_DATA EXTRACT:_
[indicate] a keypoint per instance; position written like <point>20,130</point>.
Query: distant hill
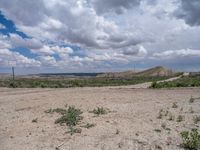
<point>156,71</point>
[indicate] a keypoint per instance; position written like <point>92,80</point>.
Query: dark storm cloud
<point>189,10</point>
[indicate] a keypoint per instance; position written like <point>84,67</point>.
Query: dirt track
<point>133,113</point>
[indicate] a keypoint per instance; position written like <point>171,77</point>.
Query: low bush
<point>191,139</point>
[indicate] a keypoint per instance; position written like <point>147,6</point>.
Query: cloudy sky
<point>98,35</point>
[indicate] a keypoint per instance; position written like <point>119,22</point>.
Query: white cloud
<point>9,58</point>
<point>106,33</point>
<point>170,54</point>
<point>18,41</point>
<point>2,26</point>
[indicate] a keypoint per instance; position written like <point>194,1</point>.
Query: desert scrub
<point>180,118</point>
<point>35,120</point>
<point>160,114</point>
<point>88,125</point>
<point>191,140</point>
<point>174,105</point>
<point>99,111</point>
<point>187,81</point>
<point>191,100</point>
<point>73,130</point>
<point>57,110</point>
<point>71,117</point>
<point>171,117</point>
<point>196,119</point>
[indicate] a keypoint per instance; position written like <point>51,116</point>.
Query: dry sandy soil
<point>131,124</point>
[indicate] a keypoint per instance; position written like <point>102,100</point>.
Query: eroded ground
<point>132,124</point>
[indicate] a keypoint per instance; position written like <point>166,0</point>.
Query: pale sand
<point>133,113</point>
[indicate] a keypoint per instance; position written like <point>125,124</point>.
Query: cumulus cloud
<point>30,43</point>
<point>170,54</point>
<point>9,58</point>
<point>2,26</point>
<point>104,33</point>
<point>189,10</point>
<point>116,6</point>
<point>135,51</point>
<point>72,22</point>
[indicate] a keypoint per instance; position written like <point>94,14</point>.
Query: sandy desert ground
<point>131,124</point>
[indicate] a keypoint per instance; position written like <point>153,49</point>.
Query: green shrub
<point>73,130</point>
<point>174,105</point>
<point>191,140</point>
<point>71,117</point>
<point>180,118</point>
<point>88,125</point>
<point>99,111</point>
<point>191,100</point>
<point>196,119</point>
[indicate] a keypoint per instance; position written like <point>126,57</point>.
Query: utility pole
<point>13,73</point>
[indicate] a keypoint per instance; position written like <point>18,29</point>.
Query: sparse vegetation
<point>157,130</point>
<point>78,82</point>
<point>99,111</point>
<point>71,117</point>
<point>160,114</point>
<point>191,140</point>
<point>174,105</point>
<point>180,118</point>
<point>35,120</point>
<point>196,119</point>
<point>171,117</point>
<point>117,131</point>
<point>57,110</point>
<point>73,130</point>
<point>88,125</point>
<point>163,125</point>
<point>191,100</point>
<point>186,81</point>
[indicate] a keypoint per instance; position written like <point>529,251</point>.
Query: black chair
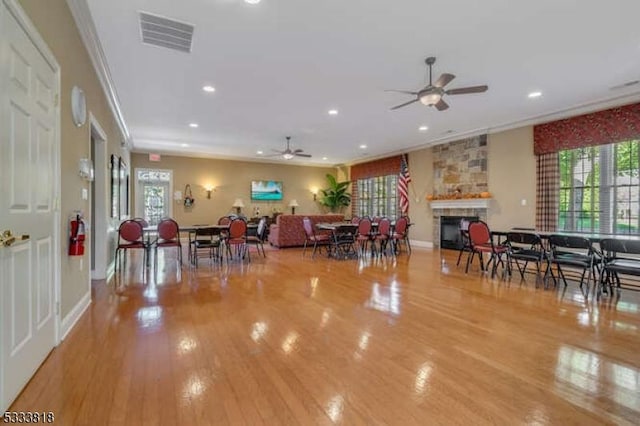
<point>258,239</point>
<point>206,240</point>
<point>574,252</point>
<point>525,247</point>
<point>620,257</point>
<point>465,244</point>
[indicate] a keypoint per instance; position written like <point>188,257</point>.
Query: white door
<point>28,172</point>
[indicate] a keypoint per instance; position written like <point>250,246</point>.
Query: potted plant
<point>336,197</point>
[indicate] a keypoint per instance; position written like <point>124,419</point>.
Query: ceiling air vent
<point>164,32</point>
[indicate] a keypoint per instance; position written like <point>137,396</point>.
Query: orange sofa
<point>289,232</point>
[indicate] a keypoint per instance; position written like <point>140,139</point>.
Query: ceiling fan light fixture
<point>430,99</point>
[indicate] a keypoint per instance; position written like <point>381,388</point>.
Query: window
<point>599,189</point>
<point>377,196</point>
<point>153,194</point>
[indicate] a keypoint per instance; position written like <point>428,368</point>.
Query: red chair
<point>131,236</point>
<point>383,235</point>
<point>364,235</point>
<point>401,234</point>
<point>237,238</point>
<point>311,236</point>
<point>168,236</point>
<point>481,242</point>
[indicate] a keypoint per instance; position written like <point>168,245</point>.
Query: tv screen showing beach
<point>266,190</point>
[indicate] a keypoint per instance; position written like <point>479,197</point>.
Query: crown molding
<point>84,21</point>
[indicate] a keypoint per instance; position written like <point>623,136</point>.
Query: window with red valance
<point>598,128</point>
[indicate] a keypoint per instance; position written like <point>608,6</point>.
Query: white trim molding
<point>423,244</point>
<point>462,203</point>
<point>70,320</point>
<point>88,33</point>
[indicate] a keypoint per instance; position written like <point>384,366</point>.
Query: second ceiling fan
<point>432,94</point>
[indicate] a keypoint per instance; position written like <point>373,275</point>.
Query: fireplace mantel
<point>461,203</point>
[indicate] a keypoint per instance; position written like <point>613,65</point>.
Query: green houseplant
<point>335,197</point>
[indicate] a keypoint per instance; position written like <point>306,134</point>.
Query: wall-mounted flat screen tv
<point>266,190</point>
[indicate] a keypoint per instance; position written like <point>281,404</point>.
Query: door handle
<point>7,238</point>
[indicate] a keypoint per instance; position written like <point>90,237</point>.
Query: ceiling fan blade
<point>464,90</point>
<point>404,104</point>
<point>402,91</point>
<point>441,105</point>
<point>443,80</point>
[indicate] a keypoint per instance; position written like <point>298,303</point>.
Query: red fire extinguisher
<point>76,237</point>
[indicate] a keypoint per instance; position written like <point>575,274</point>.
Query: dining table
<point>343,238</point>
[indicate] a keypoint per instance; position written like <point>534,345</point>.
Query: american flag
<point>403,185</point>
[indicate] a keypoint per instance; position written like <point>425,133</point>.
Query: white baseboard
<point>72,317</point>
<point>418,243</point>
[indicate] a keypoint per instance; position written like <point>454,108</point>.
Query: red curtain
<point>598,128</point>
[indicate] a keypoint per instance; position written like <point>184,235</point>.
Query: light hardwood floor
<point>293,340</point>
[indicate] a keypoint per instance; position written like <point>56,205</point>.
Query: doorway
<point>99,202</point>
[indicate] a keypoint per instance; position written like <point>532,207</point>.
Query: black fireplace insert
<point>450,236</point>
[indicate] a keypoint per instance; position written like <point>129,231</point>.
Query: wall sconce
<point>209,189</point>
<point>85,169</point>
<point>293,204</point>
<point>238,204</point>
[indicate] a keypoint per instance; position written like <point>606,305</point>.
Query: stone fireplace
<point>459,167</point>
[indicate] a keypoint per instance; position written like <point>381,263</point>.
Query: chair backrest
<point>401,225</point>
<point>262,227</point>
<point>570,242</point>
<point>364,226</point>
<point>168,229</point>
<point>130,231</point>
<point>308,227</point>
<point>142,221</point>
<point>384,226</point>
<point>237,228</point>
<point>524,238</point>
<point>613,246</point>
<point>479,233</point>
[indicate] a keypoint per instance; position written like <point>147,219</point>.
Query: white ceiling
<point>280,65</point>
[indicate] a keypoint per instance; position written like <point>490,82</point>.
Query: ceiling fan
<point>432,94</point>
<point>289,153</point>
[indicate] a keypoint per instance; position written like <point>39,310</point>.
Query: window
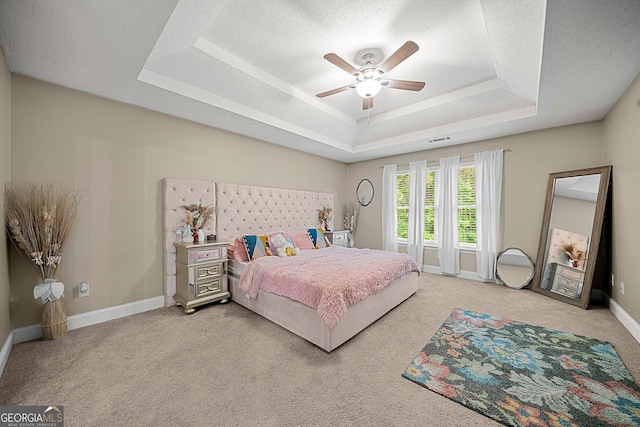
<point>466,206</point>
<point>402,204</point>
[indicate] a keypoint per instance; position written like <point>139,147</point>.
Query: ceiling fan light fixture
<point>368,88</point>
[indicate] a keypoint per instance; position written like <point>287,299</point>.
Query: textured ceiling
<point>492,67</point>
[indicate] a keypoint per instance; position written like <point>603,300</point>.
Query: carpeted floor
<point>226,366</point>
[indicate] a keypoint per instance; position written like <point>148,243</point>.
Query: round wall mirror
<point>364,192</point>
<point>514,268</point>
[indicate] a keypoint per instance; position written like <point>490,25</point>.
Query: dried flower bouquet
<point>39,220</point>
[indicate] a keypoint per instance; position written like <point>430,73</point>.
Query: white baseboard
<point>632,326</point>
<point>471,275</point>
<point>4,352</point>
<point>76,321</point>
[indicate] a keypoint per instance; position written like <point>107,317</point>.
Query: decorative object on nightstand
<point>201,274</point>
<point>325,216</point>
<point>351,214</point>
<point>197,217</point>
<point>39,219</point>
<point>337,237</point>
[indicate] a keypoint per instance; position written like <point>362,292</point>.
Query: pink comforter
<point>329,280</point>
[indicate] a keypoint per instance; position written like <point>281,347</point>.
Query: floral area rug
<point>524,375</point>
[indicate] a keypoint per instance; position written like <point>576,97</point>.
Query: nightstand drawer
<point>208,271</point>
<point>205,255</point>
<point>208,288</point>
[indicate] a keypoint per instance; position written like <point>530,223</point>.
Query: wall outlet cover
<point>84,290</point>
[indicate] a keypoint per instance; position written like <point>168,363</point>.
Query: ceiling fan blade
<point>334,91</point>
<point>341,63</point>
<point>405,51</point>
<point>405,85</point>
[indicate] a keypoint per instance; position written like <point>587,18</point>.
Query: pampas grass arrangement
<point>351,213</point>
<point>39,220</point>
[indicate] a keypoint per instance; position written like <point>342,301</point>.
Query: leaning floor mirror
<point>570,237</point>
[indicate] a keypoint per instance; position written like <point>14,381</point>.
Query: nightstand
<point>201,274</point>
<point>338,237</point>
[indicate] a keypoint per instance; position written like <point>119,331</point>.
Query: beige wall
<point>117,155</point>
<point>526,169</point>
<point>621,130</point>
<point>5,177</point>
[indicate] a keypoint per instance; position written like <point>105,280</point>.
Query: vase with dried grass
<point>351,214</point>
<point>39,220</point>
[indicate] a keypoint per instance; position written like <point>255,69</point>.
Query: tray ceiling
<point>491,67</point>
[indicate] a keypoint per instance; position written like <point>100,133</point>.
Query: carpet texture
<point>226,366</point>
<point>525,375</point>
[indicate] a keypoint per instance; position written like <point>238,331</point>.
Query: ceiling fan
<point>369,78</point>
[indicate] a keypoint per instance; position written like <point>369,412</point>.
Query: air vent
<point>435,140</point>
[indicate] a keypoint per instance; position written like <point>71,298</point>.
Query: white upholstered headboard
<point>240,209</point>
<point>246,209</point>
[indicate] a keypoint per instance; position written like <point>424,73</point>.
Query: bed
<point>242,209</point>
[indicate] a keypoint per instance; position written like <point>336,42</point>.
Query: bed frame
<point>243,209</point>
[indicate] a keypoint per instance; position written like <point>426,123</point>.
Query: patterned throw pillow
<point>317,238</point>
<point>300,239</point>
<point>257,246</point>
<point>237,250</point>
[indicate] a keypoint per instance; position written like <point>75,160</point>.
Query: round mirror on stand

_EXERCISE INSTRUCTIONS:_ Please copy the material word for word, starting at the line that contains "written like <point>532,207</point>." and stopping after the line that contains "<point>450,236</point>", with both of those lines included.

_SOLUTION TO THIS TASK:_
[indicate] a keypoint per instance; position written like <point>532,207</point>.
Query: black fireplace insert
<point>450,236</point>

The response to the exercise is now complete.